_The task:_ Pick out each line of the entries below that contains the string "data", matching case exactly, and copy those lines.

_Record excerpts:_

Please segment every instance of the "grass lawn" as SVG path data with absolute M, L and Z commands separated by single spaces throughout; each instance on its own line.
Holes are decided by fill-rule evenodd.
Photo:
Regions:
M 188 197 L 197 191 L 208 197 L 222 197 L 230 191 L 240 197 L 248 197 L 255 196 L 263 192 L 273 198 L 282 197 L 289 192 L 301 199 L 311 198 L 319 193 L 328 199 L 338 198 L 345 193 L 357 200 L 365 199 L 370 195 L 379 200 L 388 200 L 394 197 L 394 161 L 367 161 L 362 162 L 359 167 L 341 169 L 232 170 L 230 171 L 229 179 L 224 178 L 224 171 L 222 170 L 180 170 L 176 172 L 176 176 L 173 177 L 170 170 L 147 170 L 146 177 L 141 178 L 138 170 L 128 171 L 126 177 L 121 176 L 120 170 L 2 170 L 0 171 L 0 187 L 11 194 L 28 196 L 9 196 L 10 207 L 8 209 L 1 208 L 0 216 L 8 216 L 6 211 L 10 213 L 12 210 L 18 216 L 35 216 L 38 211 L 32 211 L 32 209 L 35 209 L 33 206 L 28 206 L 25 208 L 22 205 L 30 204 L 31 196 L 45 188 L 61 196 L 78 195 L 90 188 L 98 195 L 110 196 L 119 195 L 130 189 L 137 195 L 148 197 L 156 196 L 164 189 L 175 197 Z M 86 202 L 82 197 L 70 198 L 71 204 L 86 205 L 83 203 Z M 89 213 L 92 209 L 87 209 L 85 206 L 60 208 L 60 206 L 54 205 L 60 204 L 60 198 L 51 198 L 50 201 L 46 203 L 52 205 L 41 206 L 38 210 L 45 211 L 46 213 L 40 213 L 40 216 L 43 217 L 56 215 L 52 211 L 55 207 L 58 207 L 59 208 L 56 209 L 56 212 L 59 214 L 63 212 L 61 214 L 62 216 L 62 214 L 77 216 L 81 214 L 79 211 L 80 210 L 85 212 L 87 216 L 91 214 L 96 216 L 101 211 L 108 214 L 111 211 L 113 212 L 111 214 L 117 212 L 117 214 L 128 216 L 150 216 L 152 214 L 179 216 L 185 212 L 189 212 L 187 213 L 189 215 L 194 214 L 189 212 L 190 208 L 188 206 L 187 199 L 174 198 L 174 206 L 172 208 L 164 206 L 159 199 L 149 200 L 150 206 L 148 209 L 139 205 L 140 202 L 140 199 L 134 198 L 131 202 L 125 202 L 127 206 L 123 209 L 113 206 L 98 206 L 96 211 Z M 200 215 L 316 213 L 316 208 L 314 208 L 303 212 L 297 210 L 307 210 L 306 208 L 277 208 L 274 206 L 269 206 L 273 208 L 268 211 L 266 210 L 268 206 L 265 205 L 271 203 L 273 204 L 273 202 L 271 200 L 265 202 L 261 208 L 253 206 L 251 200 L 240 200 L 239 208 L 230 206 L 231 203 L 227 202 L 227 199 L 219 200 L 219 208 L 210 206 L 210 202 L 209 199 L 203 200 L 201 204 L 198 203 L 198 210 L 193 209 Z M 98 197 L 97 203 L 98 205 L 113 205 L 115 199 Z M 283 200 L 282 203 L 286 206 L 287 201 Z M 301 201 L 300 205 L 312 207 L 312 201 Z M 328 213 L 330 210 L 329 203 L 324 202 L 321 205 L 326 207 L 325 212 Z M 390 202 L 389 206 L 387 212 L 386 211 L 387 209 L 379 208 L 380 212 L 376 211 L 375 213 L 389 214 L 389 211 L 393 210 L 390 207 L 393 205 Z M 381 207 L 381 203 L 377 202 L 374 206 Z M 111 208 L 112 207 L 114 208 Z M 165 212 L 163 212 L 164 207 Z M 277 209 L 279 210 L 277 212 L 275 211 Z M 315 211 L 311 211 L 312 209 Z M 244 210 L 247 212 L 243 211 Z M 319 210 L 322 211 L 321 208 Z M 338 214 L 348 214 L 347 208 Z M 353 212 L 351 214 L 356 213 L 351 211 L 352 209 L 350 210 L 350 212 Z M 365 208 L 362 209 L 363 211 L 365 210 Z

_Full output:_
Please segment every instance of the "grass lawn" as SVG path data with absolute M, L and Z commands separated by single spaces throughout; each instance on its own line.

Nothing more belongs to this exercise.